-- start of Data for processing --
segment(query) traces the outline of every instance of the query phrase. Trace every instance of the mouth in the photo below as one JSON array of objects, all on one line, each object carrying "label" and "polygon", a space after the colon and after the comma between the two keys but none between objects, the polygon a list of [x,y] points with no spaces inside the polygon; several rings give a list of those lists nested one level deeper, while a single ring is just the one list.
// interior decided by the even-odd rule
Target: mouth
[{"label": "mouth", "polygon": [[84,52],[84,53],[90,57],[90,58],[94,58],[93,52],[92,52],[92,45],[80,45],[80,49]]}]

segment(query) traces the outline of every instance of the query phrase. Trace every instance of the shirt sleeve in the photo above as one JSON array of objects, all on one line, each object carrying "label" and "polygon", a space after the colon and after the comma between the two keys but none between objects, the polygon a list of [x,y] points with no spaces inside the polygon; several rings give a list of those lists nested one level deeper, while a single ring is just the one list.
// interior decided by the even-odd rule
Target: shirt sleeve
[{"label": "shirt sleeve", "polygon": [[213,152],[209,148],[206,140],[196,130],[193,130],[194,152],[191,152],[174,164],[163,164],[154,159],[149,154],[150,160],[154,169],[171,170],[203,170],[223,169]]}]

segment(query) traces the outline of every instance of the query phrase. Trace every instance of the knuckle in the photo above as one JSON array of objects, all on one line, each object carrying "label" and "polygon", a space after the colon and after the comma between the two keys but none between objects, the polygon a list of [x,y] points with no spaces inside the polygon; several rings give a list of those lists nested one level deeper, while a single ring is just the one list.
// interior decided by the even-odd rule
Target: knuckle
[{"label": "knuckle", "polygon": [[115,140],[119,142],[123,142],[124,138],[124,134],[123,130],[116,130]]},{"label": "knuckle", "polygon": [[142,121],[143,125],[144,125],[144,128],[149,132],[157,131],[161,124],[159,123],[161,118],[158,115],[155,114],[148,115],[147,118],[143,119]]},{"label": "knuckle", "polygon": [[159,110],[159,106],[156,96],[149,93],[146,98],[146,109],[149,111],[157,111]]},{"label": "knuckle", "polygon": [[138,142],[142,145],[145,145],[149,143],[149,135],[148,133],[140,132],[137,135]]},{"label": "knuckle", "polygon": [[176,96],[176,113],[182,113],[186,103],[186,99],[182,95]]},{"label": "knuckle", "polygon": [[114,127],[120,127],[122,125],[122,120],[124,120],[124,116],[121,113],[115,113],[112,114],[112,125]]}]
-- end of Data for processing --
Filter the items above down to every line that contains the word "array", and copy those lines.

## Reply
segment(query) traces the outline of every instance of the query phrase. Trace every instance of the mouth in the photo below as one JSON array of objects, all on one line, each object carrying "label" and "polygon", a space after the colon and after the comma between the two keys but none between objects, the polygon a list of [x,y] points with no spaces inside the polygon; several rings give a list of those lists nested one level deeper, while a single ring is just the one list.
segment(query) traces the outline of every instance of the query phrase. Trace every instance of the shirt sleeve in the photo above as one JSON array of objects, all on one line, each object carrying "label" and "polygon", a space after the colon and after the comma between the two keys but none between objects, the polygon a list of [x,y] points with no spaces inside the polygon; several rings give a list of those lists nested one level deeper, while a single ring is just the one list.
segment(query) traces the outline of every instance of the query phrase. Trace every instance of the knuckle in the photo above as one JSON array of objects, all on one line, each object carrying "label" and "polygon", a space after the colon and after the comma between the two keys but none between objects, the polygon a list of [x,y] points with no spaces inside the polygon; several rings give a list of those lists nested one level deeper, while a single ring is just the one list.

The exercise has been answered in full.